Reading passage:
== Segment start ==
Congested roads; potholed roads; littered public spaces; thoughtlessly designed flyovers and subways; lack of proper signage for road directions or information; public urination and spitting… the list goes on and on. This is our city — Namma Bengaluru.
Reams have been written about it, but a solution fails to rise over the horizon. Only suggestions and ideas keep floating, which seem great, but whether they would help, and in what way, remains unclear. It is only making the average Bengalurean more cynical over the “hell hole” we have allowed to be created to live in.
Take congested roads, for instance. On Thursday, Mohandas Pai, Chairman, Manipal Global Education Services (MaGE) and advisor, Manipal Education & Medical Group (MEMG), who is also the former Chief Financial Officer of Infosys, suggested creating a “digital twin” of Bengaluru to track road congestion over the last five years, study the causes, and analyse them.
This would reveal where the “hot spots” are in the city, why traffic jams occur, and come up with solutions to prevent congestion on the roads in future. A great idea, which Pai floated at the Move In Sync Mobility Symposium 2024, held in Bengaluru on Thursday, attended by industry leaders, dignitaries, policymakers, among others with an eye on finding mobility solutions for the city.
Why just road congestion, any of the problems mentioned can be addressed nowadays using technology to map, analyse and then find solutions for them — at least idealistically or theoretically. Putting the solutions into practice however is, and will, remain a big challenge — seemingly almost impossible to overcome.
But let’s not get bogged down assuming it’s impossible. We know it is possible to overcome these and put solutions in place. You know why? Because the solutions are in us, and should come from us — we the people. Like the push that the citizens and experts, including Pai, made at the Move In Sync Mobility Symposium on Thursday.
There’s also another reason — and a crucial one — why solutions have to come from “we the people”. While most of the potential solutions are in us, most of the civic problems too originate in us. Either we are directly responsible due to the lack of proper civic behaviour, or indirectly responsible due to our own apathy and indifference towards pressing for our rightful demands for proper civic infrastructure persistently and forcefully, albeit in a civil manner.
The latter especially holds true for scientifically laying footpaths, well-designed and sturdy, durable roads; for flyovers that help decongest rather than pose as bottlenecks; for subways that do not flood and claim lives; for signage that do not confuse; for proper street-lighting; for uninterrupted water and power supply; and for security.
But if and when we are granted these, we are directly to blame for our lack of proper civic behaviour, which results in congested roads, littered public spaces, and unhygienic public spaces due to acts of spitting, urinating and nose-blowing, which are among the most disgusting to sight and mind.
It must be remembered that no amount of impressive planning, which may appear sophisticated, can rid our civic problems if the citizen behaviour is not appropriate — not when it is at its nadir, as we daily witness in the city.
If Abraham Lincoln’s “Democracy is the government of the people, by the people and for the people” is true in the political sense, perfection in civic machinery and principles to are “of the people, by the people and for the people” — for which appropriate and responsible civic behaviour is imperative.
We keep our homes clean, spic-and-span as much as we can, but leave our civic sense locked behind when we step out. Prevailing civic infrastructure problems are merely complained about, without the citizens coming together and making forceful demands on the government and the civic agencies to ensure that the wrongs are corrected for the city to function smoothly. The need of the hour is for us citizens to step up our civic consciousness and conscience to push hard for what we need in our city — with or without the civic elections.
What holds good for Bengaluru today holds good for all other leading cities and towns in the state. It is only when citizens nurture a feeling of ownership of the city or town they live in and be empathetic towards each other while motoring, walking or going through their daily routines with a high degree of civic conscience, that can we take steps towards erasing the civic maladies that persist today. It is we who can do it!
== Segment end ==
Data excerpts
== Segment start ==
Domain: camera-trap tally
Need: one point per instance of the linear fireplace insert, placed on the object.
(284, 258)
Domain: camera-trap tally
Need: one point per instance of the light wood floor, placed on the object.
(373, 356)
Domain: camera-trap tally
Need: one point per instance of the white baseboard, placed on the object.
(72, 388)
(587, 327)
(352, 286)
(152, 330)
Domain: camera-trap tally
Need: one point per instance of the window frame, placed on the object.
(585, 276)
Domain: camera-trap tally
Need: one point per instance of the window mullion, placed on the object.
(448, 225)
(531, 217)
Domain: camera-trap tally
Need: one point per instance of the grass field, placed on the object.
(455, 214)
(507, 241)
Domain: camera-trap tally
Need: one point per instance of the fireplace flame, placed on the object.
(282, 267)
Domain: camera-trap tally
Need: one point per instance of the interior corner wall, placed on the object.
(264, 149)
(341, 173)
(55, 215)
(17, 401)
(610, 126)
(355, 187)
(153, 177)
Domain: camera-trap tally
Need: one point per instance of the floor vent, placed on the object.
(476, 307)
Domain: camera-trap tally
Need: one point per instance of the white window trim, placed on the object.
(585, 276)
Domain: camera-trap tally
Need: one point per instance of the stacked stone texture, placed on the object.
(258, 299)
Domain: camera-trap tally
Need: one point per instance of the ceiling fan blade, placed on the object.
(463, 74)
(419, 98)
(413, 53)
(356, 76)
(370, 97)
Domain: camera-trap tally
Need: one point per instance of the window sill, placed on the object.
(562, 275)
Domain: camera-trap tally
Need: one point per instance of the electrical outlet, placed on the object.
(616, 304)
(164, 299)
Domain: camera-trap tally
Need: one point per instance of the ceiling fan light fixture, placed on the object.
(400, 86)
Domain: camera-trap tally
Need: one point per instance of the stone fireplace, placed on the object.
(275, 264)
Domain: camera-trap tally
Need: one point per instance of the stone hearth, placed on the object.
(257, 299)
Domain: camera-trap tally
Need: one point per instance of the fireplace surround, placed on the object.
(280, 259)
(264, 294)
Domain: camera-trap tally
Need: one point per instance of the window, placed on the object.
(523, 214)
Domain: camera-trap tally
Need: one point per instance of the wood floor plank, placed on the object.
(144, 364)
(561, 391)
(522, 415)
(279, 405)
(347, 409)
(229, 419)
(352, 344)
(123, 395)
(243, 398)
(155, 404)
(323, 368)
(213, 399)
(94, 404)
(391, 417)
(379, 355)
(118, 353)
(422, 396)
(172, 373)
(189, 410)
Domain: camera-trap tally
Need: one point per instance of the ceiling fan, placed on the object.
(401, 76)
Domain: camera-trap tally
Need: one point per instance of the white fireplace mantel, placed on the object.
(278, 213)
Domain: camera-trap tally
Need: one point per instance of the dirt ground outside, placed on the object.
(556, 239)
== Segment end ==
Exercise description: In the opinion piece on Bengaluru's civic problems, rewrite the paragraph beginning "We keep our homes clean" more briefly, keeping its main facts.

Answer to the exercise: People keep their homes as clean as they can but leave their civic sense behind when they go out. Citizens only complain about existing civic infrastructure problems instead of joining together to make forceful demands on the government and civic agencies to correct them so the city can function smoothly. What is needed now is for citizens to raise their civic consciousness and conscience and push hard for what the city needs, with or without civic elections.